Authors, Writers, Publishers, and Book Readers
How to Make a Return on a Non-Refundable Product
Buyer’s Remorse is a retail store’s nightmare. In fact, we downright hate it. But you really can’t blame us since we’re in the business of selling product, not loaning it for an unspecified amount of time. Still, customers returning product is something we have to deal with.
We try and make it easy by posting our Return Policy all over the store at work stations and the front counter, but nobody reads them. I know. You see, I’m a customer, too, and I don’t read them either.
Now just because we hate taking returns doesn’t mean we don’t empathize with customers. After all, people make mistakes. That’s you and me. Here’s why it’s in your best interest to own up to your mistake when trying to return something that’s non-cancelable and non-refundable.
I had a husband and wife buying appliances for their new home and they were downright tickled from head to toe. They came in looking for medium-priced appliances with a $6,000 budget, and after explaining the differences of options they settled for a high-end kitchen package that came to $9,000. Sounds like a lot of money, but in the home improvement business you’d be surprised how easy it is to go from 6k to 9k. And we make it easy too, what with finance options available.
But we don’t sell just to sell and I’m not on commission. The prices steadily rise after qualifying a customer’s needs and explaining the differences in products. Remember, today’s market is no different than yesterday’s market. Meaning, you get what you pay for.

* Problem requirements
Continue the piece on returning non-refundable products from where it stops.

* Extracted information
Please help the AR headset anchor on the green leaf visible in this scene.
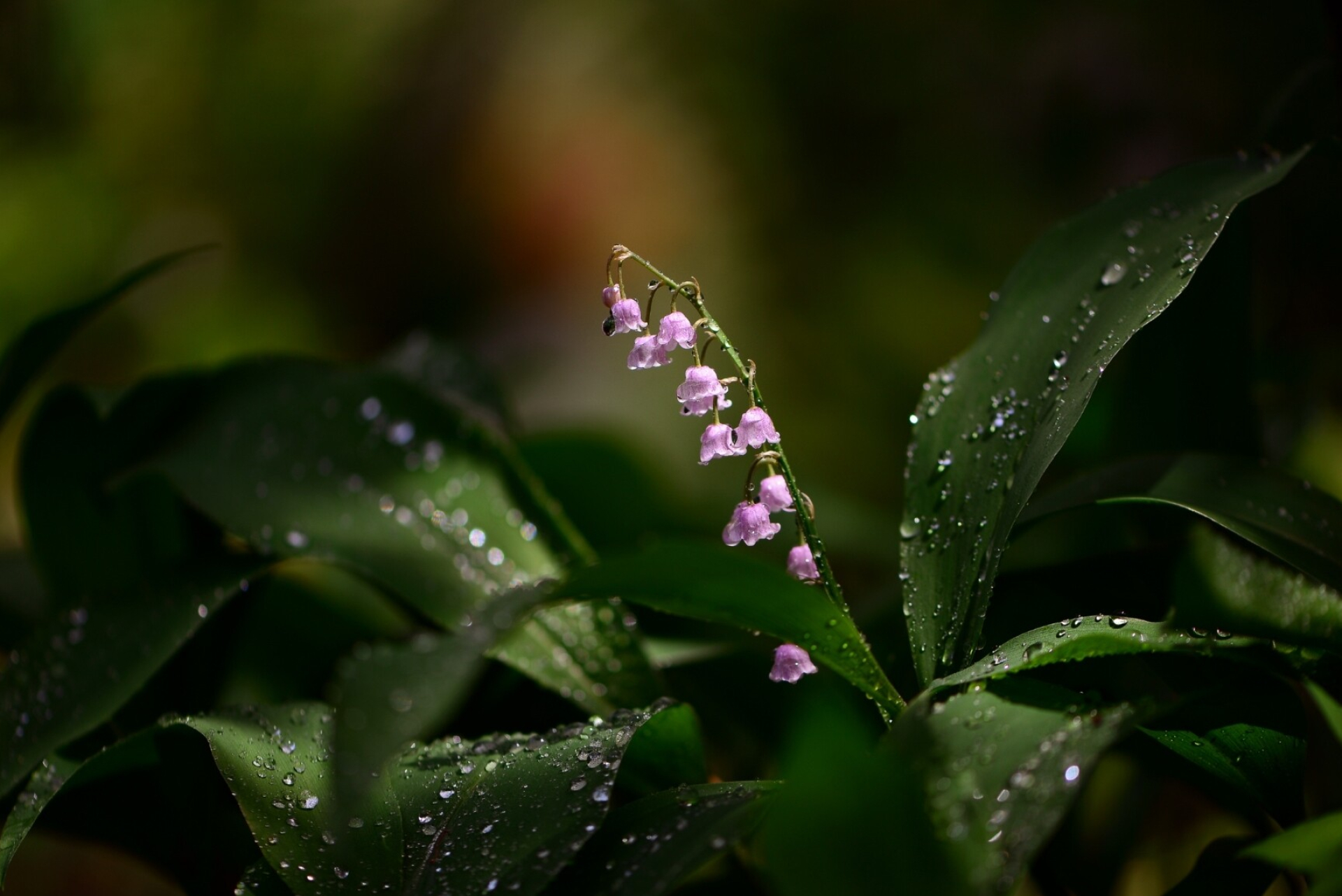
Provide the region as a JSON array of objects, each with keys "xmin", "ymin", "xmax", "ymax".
[
  {"xmin": 330, "ymin": 588, "xmax": 545, "ymax": 806},
  {"xmin": 1021, "ymin": 455, "xmax": 1342, "ymax": 588},
  {"xmin": 558, "ymin": 542, "xmax": 903, "ymax": 716},
  {"xmin": 388, "ymin": 704, "xmax": 676, "ymax": 896},
  {"xmin": 1142, "ymin": 679, "xmax": 1304, "ymax": 822},
  {"xmin": 546, "ymin": 778, "xmax": 779, "ymax": 896},
  {"xmin": 1165, "ymin": 837, "xmax": 1278, "ymax": 896},
  {"xmin": 760, "ymin": 702, "xmax": 969, "ymax": 896},
  {"xmin": 1174, "ymin": 527, "xmax": 1342, "ymax": 651},
  {"xmin": 900, "ymin": 150, "xmax": 1303, "ymax": 683},
  {"xmin": 136, "ymin": 359, "xmax": 661, "ymax": 712},
  {"xmin": 887, "ymin": 679, "xmax": 1137, "ymax": 893},
  {"xmin": 181, "ymin": 703, "xmax": 404, "ymax": 893},
  {"xmin": 620, "ymin": 703, "xmax": 709, "ymax": 794},
  {"xmin": 1240, "ymin": 811, "xmax": 1342, "ymax": 874},
  {"xmin": 929, "ymin": 614, "xmax": 1257, "ymax": 688},
  {"xmin": 0, "ymin": 245, "xmax": 210, "ymax": 424}
]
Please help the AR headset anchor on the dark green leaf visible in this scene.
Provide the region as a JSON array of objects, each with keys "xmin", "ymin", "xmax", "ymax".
[
  {"xmin": 388, "ymin": 705, "xmax": 676, "ymax": 896},
  {"xmin": 546, "ymin": 778, "xmax": 779, "ymax": 896},
  {"xmin": 1174, "ymin": 527, "xmax": 1342, "ymax": 651},
  {"xmin": 620, "ymin": 703, "xmax": 709, "ymax": 794},
  {"xmin": 0, "ymin": 245, "xmax": 210, "ymax": 424},
  {"xmin": 900, "ymin": 150, "xmax": 1303, "ymax": 683},
  {"xmin": 929, "ymin": 614, "xmax": 1256, "ymax": 688},
  {"xmin": 331, "ymin": 588, "xmax": 545, "ymax": 806},
  {"xmin": 888, "ymin": 679, "xmax": 1137, "ymax": 893},
  {"xmin": 1240, "ymin": 811, "xmax": 1342, "ymax": 874},
  {"xmin": 233, "ymin": 861, "xmax": 293, "ymax": 896},
  {"xmin": 1142, "ymin": 679, "xmax": 1304, "ymax": 823},
  {"xmin": 761, "ymin": 702, "xmax": 969, "ymax": 896},
  {"xmin": 1165, "ymin": 837, "xmax": 1278, "ymax": 896},
  {"xmin": 558, "ymin": 543, "xmax": 903, "ymax": 716},
  {"xmin": 136, "ymin": 361, "xmax": 659, "ymax": 712},
  {"xmin": 184, "ymin": 703, "xmax": 403, "ymax": 893},
  {"xmin": 1021, "ymin": 455, "xmax": 1342, "ymax": 588}
]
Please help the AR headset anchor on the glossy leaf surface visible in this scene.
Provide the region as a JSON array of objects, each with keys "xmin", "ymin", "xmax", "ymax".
[
  {"xmin": 900, "ymin": 153, "xmax": 1300, "ymax": 683},
  {"xmin": 558, "ymin": 543, "xmax": 903, "ymax": 715},
  {"xmin": 546, "ymin": 781, "xmax": 779, "ymax": 896},
  {"xmin": 1021, "ymin": 455, "xmax": 1342, "ymax": 588}
]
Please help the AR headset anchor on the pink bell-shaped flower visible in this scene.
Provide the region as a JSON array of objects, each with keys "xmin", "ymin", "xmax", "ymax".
[
  {"xmin": 658, "ymin": 311, "xmax": 699, "ymax": 350},
  {"xmin": 629, "ymin": 333, "xmax": 671, "ymax": 370},
  {"xmin": 788, "ymin": 544, "xmax": 820, "ymax": 582},
  {"xmin": 611, "ymin": 299, "xmax": 648, "ymax": 333},
  {"xmin": 722, "ymin": 500, "xmax": 782, "ymax": 544},
  {"xmin": 675, "ymin": 366, "xmax": 728, "ymax": 417},
  {"xmin": 762, "ymin": 475, "xmax": 792, "ymax": 512},
  {"xmin": 699, "ymin": 423, "xmax": 746, "ymax": 464},
  {"xmin": 769, "ymin": 644, "xmax": 820, "ymax": 684},
  {"xmin": 737, "ymin": 407, "xmax": 779, "ymax": 448}
]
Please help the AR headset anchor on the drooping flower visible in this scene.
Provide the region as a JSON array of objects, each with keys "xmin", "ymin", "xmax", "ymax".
[
  {"xmin": 788, "ymin": 544, "xmax": 820, "ymax": 582},
  {"xmin": 762, "ymin": 475, "xmax": 792, "ymax": 512},
  {"xmin": 629, "ymin": 333, "xmax": 671, "ymax": 370},
  {"xmin": 737, "ymin": 407, "xmax": 779, "ymax": 448},
  {"xmin": 699, "ymin": 423, "xmax": 746, "ymax": 464},
  {"xmin": 769, "ymin": 644, "xmax": 820, "ymax": 684},
  {"xmin": 722, "ymin": 500, "xmax": 782, "ymax": 544},
  {"xmin": 611, "ymin": 299, "xmax": 648, "ymax": 333},
  {"xmin": 658, "ymin": 311, "xmax": 699, "ymax": 350},
  {"xmin": 675, "ymin": 366, "xmax": 728, "ymax": 417}
]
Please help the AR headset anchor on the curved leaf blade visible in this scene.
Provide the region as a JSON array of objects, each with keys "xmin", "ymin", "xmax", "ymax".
[
  {"xmin": 1020, "ymin": 454, "xmax": 1342, "ymax": 589},
  {"xmin": 546, "ymin": 781, "xmax": 779, "ymax": 896},
  {"xmin": 557, "ymin": 543, "xmax": 903, "ymax": 718},
  {"xmin": 0, "ymin": 245, "xmax": 213, "ymax": 425},
  {"xmin": 929, "ymin": 614, "xmax": 1259, "ymax": 689},
  {"xmin": 887, "ymin": 679, "xmax": 1138, "ymax": 893},
  {"xmin": 1174, "ymin": 526, "xmax": 1342, "ymax": 651},
  {"xmin": 900, "ymin": 150, "xmax": 1304, "ymax": 683}
]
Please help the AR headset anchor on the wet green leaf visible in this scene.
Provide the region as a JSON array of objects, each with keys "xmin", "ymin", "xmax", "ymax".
[
  {"xmin": 900, "ymin": 150, "xmax": 1303, "ymax": 683},
  {"xmin": 620, "ymin": 703, "xmax": 709, "ymax": 794},
  {"xmin": 330, "ymin": 588, "xmax": 545, "ymax": 806},
  {"xmin": 558, "ymin": 542, "xmax": 903, "ymax": 715},
  {"xmin": 887, "ymin": 679, "xmax": 1138, "ymax": 893},
  {"xmin": 930, "ymin": 614, "xmax": 1257, "ymax": 688},
  {"xmin": 1174, "ymin": 527, "xmax": 1342, "ymax": 651},
  {"xmin": 1142, "ymin": 679, "xmax": 1304, "ymax": 823},
  {"xmin": 546, "ymin": 778, "xmax": 779, "ymax": 896},
  {"xmin": 0, "ymin": 245, "xmax": 210, "ymax": 424},
  {"xmin": 1021, "ymin": 455, "xmax": 1342, "ymax": 588},
  {"xmin": 137, "ymin": 361, "xmax": 659, "ymax": 712},
  {"xmin": 388, "ymin": 704, "xmax": 676, "ymax": 896}
]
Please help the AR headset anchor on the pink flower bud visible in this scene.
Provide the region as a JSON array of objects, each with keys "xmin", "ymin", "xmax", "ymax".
[
  {"xmin": 611, "ymin": 299, "xmax": 648, "ymax": 333},
  {"xmin": 675, "ymin": 366, "xmax": 728, "ymax": 417},
  {"xmin": 722, "ymin": 500, "xmax": 782, "ymax": 544},
  {"xmin": 699, "ymin": 423, "xmax": 746, "ymax": 464},
  {"xmin": 769, "ymin": 644, "xmax": 818, "ymax": 684},
  {"xmin": 762, "ymin": 475, "xmax": 792, "ymax": 512},
  {"xmin": 658, "ymin": 311, "xmax": 699, "ymax": 350},
  {"xmin": 629, "ymin": 333, "xmax": 671, "ymax": 370},
  {"xmin": 737, "ymin": 407, "xmax": 779, "ymax": 448},
  {"xmin": 788, "ymin": 544, "xmax": 820, "ymax": 582}
]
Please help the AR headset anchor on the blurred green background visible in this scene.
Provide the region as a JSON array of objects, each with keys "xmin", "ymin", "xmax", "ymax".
[
  {"xmin": 0, "ymin": 0, "xmax": 1342, "ymax": 892},
  {"xmin": 0, "ymin": 0, "xmax": 1342, "ymax": 565}
]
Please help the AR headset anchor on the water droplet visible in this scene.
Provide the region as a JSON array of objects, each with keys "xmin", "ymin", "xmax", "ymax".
[{"xmin": 1099, "ymin": 261, "xmax": 1127, "ymax": 286}]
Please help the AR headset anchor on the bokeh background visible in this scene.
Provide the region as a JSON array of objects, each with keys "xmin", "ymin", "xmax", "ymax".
[{"xmin": 0, "ymin": 0, "xmax": 1342, "ymax": 879}]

* Exercise answer
Anyway, the couple bought a 30” double-wall oven and was sure it would work. I even emailed their installer specifications. Since they were installing new cabinets it looked like a no-brainer. Then came the surprise!
A month down the line the wife called saying she wanted to cancel the order. I asked why and she said she has a neighbor who said the appliances she chose were no good and had terrible reviews online. I asked how long she knew the neighbor and if she’d read the reviews herself. She said she’d only just met the neighbor when they moved in, which was three months earlier and no, she hadn’t read the reviews. She was taking the word of someone she barely knew.
I get this all the time and it never ceases amazing me how people will listen so easily to strangers. I explained to the husband and wife that customer ratings and reviews do tend to skip a beat here and there. Some are based on price; others are based on a first-time experience of someone who expects everything to go right all of the time. I further explained how vendors manufacture thousands of products each year and a few are bound to have a quirk here and there. But that’s no problem seeing how the vendor has a 1 year manufacturer’s warranty and our store offered extended warranties for same coverage that adds another 4 years. I further explained as manager I don’t get many issues and when I do we work it out.
Usually this works and I am sincere. After all, I do have a reputation in a career affording my family and me a good life. The last thing I want is issue after issue that keeps me from selling; instead taking a bunch of returns I can’t get credit for in most cases. After explaining to the customer they had not only my assurance, but the vendor’s they were adamant and demanded to cancel their order.
The tricky part here is the items were special ordered and could not be cancelled. I heard the wife crying on the other end of the phone and it got to the point she had to hang up. I called back leaving a message to call me when she felt up to it.
The next morning the husband came to the store to speak with me. Now before you let your imagination run wild hear me out. The guy walked in happy to see me and apologetic over his wife’s lack of control of emotions. So far as he was concerned he wanted to keep the appliances. He liked them and agreed they should not take advice of strangers living next door and on the web. But his wife was unhappy and like all wise husbands he knew if he wanted to be happy he needed to keep her happy.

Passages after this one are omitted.